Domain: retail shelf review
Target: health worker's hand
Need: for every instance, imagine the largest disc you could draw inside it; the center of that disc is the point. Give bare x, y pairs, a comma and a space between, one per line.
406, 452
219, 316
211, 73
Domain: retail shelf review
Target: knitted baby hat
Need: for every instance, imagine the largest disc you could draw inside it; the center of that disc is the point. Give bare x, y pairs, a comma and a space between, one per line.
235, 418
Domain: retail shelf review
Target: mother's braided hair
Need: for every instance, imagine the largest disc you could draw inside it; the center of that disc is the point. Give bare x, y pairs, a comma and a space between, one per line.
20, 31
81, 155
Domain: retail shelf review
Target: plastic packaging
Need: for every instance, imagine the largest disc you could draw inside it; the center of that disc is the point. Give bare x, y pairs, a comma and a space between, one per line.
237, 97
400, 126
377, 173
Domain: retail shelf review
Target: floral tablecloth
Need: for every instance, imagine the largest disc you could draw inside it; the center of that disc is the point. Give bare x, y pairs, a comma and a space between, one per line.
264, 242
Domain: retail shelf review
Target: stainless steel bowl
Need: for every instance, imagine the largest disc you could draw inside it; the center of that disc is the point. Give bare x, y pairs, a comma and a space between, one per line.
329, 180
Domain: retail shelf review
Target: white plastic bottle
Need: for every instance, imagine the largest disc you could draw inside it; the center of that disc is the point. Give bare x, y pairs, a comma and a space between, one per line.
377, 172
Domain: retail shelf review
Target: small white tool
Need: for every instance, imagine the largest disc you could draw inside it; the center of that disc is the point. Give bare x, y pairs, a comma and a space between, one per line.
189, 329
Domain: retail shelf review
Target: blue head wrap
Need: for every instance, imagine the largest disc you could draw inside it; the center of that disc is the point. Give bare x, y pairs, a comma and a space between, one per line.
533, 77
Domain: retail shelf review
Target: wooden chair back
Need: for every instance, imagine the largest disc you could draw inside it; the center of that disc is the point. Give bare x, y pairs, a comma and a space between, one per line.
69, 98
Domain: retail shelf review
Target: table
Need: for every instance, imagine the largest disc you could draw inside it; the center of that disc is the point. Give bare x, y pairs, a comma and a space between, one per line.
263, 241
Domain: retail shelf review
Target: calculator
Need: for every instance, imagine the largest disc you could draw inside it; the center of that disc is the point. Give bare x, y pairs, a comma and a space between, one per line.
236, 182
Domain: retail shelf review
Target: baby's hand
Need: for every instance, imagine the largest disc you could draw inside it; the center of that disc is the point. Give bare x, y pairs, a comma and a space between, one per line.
━━━━
The records above should be restated word for word, please.

Domain: retail shelf review
Target: health worker's hand
Need: for every instance, imagine the largest disc you could draw inside it; the center of that disc is the point. Give bare x, y pairs, a comma and a space between, one per line.
406, 452
219, 316
211, 73
Domain: retail shelf review
Target: knitted baby hat
Need: for every instance, imagine the largest disc you could draw inside it; the center of that disc is the point. Give bare x, y pairs, a comma and a space between, one per line.
235, 418
Domain: retail shelf review
Target: mother's braided hair
Need: for every instance, imagine the largest disc you could draw inside it; the center of that disc is the point. Give bare x, y pairs, a comma and a space between, one per line.
20, 31
81, 155
Domain: retail shelf review
Target: plastic packaging
Need: for every instance, imagine the largest disc you could draw inside it; the center of that disc is the point. Give bare x, y pairs, a comma and a space between, one per line.
237, 97
400, 126
377, 173
Domain: retail shelf review
Target: floral tablecloth
Need: for every instance, imagine the largest disc you could draw inside it; the center of that disc is the point. Give bare x, y pairs, a comma and a space between, one per line.
264, 242
Domain: retail shelf review
Target: stainless steel bowl
Need: for every instance, imagine the largest disc you could draw inside it; the center of that disc is the point. Give bare x, y pairs, a comma and a space between, one per line.
329, 180
Domain: retail shelf review
Target: white plastic bottle
Need: for every instance, imagine the largest disc you could draw inside it; the center of that disc is the point. Give bare x, y pairs, a comma and a space between, one per line.
377, 172
Domain: retail shelf review
Target: small white tool
Need: for every instance, imagine the largest disc you could draw inside it; the center of that disc is the point. Give bare x, y pairs, a comma and a space between, one per line.
189, 329
Domain: retail shelf review
Target: blue head wrap
Need: for every instance, imagine the largest disc you could draw inside it; the center of that disc is the point. Give bare x, y pairs, a comma and a space between, one per line.
533, 77
Domain: retail shelf review
Target: wooden chair back
Need: for every instance, imagine the largest disc you could draw inside it; the center of that disc is the point. Give bare x, y pairs, a comma and a space between, one per line.
69, 98
Domain: retail shelf review
Target: table
Need: for every instance, imagine the largest disc you could draw inside it; the center of that disc is the point. Give bare x, y pairs, a comma and a space between, one per line.
263, 241
Domain: retail shelf review
Target: calculator
Need: for every instance, imagine the largest disc you could draw inside it; the center of that disc is the point. Give bare x, y pairs, a comma and a space between, one per line.
236, 182
Domain: retail shelf review
Target: baby's hand
Need: for every instance, imagine the largest disc you could draw inside it; the center of that disc is the point. Give bare x, y pairs, a comma and a space between, one per line.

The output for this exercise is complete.